**What you will do**: Copy out every line of the records below that contains the word "blue". Case counts, so a line matches only if its capitalization is the same.

※

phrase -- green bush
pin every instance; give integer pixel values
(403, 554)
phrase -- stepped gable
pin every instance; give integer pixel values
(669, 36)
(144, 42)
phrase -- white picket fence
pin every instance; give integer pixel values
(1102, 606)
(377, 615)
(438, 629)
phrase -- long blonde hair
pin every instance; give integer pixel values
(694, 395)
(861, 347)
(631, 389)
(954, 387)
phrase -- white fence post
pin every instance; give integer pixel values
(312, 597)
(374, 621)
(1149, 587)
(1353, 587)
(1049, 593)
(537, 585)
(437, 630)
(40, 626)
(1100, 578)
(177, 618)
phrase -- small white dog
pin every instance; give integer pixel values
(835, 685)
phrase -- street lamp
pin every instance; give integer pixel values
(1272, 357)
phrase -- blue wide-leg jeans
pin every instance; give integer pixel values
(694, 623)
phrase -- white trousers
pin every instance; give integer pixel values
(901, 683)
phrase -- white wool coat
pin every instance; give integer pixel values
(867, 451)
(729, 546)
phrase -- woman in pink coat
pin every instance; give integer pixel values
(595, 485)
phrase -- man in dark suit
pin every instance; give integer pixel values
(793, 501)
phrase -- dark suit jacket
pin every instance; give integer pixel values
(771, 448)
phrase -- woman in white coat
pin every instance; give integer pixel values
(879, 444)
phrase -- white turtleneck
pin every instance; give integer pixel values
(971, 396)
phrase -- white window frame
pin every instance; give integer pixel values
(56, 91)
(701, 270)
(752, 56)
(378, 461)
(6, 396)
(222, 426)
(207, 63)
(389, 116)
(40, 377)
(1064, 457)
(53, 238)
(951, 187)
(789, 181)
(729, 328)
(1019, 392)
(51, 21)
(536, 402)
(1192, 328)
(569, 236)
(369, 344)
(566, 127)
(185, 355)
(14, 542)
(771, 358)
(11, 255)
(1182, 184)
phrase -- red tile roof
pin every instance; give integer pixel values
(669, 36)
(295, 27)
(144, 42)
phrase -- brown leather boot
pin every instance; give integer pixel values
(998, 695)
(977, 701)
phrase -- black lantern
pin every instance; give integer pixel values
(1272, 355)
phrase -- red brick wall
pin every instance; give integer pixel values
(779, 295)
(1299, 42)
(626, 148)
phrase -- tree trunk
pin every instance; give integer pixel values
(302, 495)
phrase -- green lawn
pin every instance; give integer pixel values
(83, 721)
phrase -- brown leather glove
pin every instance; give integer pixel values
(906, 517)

※

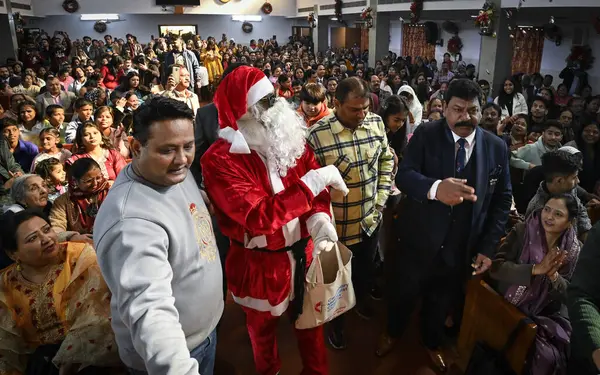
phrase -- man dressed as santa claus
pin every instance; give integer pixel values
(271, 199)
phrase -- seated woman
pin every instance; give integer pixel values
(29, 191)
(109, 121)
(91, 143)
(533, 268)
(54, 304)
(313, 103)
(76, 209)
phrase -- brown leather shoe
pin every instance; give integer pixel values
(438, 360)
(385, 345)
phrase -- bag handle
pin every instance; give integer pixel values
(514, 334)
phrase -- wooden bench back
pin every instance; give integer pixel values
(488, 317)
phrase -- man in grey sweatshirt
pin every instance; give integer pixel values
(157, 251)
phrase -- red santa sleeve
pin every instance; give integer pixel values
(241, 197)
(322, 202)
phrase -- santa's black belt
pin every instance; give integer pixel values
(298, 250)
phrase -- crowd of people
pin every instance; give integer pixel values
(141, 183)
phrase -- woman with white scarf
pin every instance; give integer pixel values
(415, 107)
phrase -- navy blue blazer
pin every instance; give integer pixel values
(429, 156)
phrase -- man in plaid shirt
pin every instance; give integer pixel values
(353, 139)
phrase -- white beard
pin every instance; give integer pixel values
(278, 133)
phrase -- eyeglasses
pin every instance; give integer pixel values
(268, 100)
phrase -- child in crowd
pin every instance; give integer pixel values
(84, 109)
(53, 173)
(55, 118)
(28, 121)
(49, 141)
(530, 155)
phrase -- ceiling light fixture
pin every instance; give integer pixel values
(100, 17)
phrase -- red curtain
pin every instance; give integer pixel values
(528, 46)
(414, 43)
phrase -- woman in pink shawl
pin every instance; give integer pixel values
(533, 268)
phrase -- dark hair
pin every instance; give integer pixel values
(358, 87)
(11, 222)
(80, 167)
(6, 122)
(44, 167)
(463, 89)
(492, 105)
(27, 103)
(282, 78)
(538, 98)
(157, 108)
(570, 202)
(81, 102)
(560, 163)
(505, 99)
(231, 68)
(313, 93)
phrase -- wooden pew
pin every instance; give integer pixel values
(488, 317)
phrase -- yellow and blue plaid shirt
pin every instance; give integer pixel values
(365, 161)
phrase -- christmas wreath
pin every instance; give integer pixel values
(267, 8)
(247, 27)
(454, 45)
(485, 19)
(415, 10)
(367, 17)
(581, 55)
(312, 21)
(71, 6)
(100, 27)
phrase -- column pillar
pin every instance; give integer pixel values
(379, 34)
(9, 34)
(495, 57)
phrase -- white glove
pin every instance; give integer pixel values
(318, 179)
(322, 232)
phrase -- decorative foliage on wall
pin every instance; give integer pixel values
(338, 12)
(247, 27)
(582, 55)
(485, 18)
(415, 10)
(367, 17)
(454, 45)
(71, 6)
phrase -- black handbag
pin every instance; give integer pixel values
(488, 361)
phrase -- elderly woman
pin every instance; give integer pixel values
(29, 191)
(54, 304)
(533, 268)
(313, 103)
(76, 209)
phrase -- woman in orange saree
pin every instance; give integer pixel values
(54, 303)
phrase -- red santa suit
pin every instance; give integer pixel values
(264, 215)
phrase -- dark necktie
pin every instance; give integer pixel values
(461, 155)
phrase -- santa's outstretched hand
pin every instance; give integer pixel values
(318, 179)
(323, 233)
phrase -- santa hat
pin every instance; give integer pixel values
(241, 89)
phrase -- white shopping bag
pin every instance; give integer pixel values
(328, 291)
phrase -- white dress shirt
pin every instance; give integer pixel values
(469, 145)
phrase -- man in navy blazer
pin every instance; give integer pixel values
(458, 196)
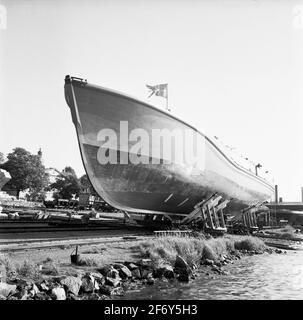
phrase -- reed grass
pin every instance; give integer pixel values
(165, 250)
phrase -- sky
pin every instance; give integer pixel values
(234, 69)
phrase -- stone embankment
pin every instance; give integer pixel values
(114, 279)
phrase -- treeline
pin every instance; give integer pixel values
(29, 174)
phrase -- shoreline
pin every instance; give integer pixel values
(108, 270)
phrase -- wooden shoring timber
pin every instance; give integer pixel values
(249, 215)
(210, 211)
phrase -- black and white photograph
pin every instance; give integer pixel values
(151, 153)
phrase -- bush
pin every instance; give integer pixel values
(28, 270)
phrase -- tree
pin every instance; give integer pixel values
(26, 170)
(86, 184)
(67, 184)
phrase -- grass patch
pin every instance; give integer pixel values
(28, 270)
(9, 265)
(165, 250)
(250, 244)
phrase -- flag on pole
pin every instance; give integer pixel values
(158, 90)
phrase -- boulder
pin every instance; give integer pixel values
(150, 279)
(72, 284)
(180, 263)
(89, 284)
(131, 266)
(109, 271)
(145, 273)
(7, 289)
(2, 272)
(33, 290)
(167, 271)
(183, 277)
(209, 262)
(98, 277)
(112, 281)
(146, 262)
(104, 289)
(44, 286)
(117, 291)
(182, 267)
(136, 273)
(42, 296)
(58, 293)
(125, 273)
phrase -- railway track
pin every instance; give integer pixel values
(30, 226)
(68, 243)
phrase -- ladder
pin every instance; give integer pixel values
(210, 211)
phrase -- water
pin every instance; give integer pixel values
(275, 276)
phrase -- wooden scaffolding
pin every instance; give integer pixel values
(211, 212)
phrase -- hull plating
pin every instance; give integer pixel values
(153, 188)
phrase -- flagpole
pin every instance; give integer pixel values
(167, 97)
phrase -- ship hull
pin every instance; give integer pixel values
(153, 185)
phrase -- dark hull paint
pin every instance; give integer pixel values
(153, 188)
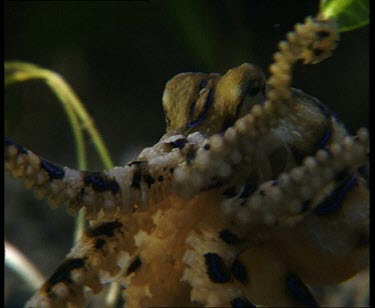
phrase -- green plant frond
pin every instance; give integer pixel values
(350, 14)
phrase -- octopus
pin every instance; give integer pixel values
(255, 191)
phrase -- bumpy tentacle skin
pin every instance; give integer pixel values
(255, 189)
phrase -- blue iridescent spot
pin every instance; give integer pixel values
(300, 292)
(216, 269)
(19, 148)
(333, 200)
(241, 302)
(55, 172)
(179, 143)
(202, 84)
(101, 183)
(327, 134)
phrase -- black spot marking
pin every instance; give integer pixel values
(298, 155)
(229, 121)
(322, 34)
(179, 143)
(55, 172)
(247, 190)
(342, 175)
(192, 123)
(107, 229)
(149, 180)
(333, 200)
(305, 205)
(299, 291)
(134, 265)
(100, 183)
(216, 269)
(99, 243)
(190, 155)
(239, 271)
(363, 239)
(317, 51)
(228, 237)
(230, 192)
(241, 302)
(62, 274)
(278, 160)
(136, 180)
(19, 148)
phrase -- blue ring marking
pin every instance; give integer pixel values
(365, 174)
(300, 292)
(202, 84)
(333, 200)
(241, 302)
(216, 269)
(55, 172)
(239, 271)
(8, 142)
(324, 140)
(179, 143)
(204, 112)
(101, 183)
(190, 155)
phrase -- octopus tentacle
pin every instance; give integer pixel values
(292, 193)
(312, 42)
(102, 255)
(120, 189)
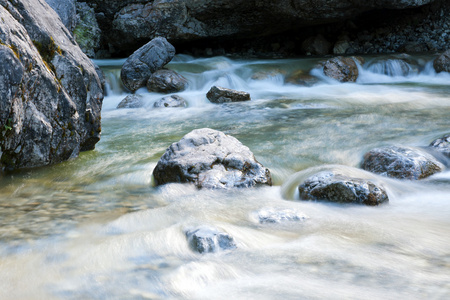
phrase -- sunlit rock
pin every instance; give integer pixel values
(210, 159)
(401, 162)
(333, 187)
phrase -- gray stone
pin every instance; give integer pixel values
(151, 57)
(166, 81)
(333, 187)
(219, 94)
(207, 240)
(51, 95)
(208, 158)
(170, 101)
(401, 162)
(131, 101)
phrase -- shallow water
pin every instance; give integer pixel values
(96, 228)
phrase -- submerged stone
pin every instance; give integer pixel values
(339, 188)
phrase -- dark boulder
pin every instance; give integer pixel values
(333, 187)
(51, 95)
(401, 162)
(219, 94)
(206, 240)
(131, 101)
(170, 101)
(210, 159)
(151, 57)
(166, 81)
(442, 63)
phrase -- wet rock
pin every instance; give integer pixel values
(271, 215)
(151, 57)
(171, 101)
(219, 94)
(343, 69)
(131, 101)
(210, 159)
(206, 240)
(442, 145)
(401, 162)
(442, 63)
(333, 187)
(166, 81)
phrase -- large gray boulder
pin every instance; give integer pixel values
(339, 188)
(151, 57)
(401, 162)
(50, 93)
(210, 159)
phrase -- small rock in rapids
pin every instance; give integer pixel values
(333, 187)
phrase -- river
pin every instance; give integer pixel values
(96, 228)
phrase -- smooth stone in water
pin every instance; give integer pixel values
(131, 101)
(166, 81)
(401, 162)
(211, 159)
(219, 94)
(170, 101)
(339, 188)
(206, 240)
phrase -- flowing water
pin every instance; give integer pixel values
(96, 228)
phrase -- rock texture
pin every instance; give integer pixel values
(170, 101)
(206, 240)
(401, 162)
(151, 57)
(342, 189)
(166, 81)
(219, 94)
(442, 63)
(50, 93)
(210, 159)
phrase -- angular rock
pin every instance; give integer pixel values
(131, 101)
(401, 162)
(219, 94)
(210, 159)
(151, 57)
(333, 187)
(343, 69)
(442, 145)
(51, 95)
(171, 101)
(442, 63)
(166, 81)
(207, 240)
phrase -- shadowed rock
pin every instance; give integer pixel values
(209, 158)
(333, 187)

※

**Response below**:
phrase -- blue wide-leg jeans
phrase -- navy blue blazer
phrase -- yellow and blue plaid shirt
phrase -- blue iridescent spot
phrase -- blue ring marking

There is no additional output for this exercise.